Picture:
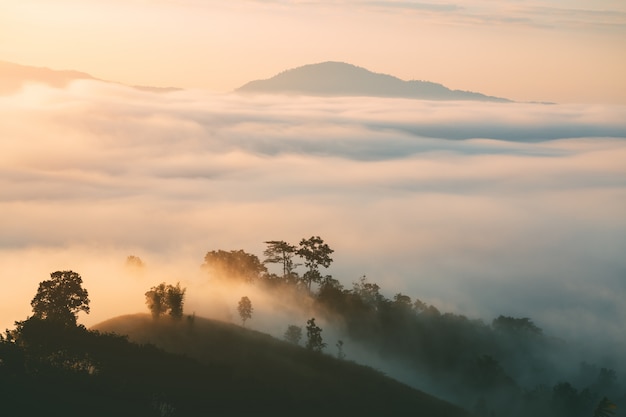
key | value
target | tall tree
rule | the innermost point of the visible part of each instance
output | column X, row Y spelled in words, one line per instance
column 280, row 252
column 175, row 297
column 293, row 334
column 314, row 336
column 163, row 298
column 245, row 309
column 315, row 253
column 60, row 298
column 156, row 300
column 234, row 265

* * *

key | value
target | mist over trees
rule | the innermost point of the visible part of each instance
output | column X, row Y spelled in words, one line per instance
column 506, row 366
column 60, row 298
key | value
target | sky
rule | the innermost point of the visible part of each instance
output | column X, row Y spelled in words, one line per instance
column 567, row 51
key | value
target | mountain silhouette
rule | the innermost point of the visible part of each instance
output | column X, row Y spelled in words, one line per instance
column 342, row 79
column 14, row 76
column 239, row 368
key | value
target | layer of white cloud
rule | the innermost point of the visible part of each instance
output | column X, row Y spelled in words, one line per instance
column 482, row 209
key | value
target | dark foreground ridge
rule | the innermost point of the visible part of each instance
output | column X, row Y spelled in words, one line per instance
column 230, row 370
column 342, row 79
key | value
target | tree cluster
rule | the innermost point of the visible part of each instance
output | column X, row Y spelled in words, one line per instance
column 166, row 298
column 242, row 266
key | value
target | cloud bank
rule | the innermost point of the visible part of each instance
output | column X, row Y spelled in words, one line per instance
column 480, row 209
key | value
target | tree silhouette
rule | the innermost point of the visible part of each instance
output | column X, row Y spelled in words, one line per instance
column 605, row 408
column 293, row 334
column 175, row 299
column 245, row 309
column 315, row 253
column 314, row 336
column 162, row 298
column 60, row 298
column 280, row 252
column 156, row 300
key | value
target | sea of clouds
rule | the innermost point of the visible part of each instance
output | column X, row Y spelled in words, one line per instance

Required task
Tally the lines in the material above that contain the string "silhouette"; give the number alone.

The response
2